Verfahrensgang
Tenor
Auf die Revision der Beklagten werden die Urteile des Landessozialgerichts für das Land Nordrhein-Westfalen vom 31. März 1992 und des Sozialgerichts Duisburg vom 24. Mai 1991 aufgehoben. Die Klage gegen den Bescheid vom 28. März 1990 in der Gestalt des Widerspruchsbescheides vom 4. Juli 1990 wird abgewiesen.
Außergerichtliche Kosten des Rechtsstreits sind nicht zu erstatten.
Tatbestand
I
Streitig ist die Gewährung eines Beitragszuschusses zu den Aufwendungen für eine private Krankenversicherung.
Die 1931 geborene Klägerin erhält von der beklagten Bundesversicherungsanstalt für Angestellte (BfA) Rente wegen Erwerbsunfähigkeit seit September 1989 (Bescheid vom 28. Dezember 1989). Seit Februar 1990 ist sie von der Mitgliedschaft in der Krankenversicherung der Rentner (KVdR) befreit, weil sie durch ihren Ehemann bei der Postbeamtenkrankenkasse mitversichert ist. Der Ehemann der Klägerin, der Mitglied dieser Krankenkasse ist, hat für sie Anspruch auf die nach dem Kostenerstattungsprinzip ausgestalteten Leistungen der Grundversicherung und der Zusatzversicherung dieser Krankenkasse. Hierfür muß er Beiträge entrichten, die im Vergleich zu einer Alleinversicherung um zunächst ca 60,00 DM, später ca 70,00 DM monatlich höher sind.
Den Antrag der Klägerin, ihr einen Zuschuß zu den Aufwendungen für diese Krankenversicherung zu gewähren, lehnte die BfA mit dem streitigen Bescheid vom 28. März 1990 in der Gestalt des Widerspruchsbescheides vom 4. Juli 1990 ab, weil eine echte Mitversicherung ohne eigene Anspruchsberechtigung hierfür nicht ausreiche.
Das Sozialgericht (SG) Duisburg hat die Beklagte unter Aufhebung des streitigen Bescheides zur Gewährung des begehrten Beitragszuschusses verurteilt (Urteil vom 24. Mai 1991). Das Landessozialgericht (LSG) für das Land Nordrhein-Westfalen hat die Berufung der Beklagten zurückgewiesen (Urteil vom 31. März 1992). Das Berufungsgericht ist folgender Ansicht: Die Klägerin könne den Beitragszuschuß nach § 83e Abs 1 Nr 2 des Angestelltenversicherungsgesetzes (AVG) und seit Januar 1992 nach § 106 Abs 1 Satz 1 Regelung 2 des Sechsten Buches Sozialgesetzbuch (SGB VI) beanspruchen, weil sie im Innenverhältnis zu ihrem Ehemann verpflichtet sei, aus ihrer Rente dessen zusätzliche Aufwendungen für ihren Krankenversicherungsschutz zu tragen; die zusätzliche Krankenversicherungsprämie sei risikobemessen. Es sei hingegen nicht von entscheidender Bedeutung,
„wie ihr privater Krankenversicherungsvertrag organisiert sei, ob sie zB selbst direkter Vertragspartner der Krankenversicherung sei und gegenüber der Krankenversicherung eigene Ansprüche – ohne Mitwirkung ihres Ehegatten – geltend machen könne”. Dies seien mehr formale Gesichtspunkte, die für den eigentlichen Sinn des Beitragszuschusses in der gesetzlichen Rentenversicherung nicht tragend seien.

AUFGEFÜHRTE EINTRÄGE ::
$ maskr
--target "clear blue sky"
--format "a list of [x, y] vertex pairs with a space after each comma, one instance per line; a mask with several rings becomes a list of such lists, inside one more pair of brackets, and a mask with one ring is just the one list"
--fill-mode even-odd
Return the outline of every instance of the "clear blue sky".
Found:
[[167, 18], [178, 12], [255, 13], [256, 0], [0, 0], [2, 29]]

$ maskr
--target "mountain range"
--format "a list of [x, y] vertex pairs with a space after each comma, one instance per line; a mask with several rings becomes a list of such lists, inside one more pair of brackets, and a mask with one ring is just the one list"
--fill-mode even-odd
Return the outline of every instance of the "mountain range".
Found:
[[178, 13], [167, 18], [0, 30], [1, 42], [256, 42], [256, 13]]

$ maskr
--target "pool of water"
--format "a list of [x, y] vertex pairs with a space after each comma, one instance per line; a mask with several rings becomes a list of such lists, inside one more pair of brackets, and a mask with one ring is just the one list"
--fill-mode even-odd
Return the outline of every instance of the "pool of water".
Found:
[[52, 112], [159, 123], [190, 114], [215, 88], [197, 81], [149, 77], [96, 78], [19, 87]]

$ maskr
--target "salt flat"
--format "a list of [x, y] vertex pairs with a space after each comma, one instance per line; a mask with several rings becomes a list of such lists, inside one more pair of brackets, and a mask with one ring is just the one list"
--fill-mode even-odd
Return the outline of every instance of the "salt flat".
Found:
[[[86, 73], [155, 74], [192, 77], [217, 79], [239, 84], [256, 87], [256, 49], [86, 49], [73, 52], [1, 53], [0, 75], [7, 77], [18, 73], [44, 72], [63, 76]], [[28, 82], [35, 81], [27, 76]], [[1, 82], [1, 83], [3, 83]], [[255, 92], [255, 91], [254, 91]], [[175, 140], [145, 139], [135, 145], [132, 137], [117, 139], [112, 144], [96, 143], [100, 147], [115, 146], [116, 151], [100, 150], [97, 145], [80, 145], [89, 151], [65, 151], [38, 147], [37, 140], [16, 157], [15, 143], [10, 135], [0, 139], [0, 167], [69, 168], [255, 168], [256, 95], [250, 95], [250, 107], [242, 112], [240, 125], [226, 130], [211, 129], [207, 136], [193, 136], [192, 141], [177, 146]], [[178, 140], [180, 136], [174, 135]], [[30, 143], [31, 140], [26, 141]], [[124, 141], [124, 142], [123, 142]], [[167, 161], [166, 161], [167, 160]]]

AUFGABEN ::
A – Nenne alle Abkürzungen, die in der Gerichtsentscheidung in Klammern eingeführt werden, jeweils mit dem Begriff, für den sie stehen.
B – Schreibe aus der Gerichtsentscheidung den Abschnitt von "Den Antrag der" bis einschließlich "hierfür nicht ausreiche." wortgetreu ab.

LÖSUNGEN ::
A –
- BfA: Bundesversicherungsanstalt für Angestellte
- KVdR: Krankenversicherung der Rentner
- SG: Sozialgericht
- LSG: Landessozialgericht
- AVG: Angestelltenversicherungsgesetz
- SGB VI: Sechstes Buch Sozialgesetzbuch

B –
Den Antrag der Klägerin, ihr einen Zuschuß zu den Aufwendungen für diese Krankenversicherung zu gewähren, lehnte die BfA mit dem streitigen Bescheid vom 28. März 1990 in der Gestalt des Widerspruchsbescheides vom 4. Juli 1990 ab, weil eine echte Mitversicherung ohne eigene Anspruchsberechtigung hierfür nicht ausreiche.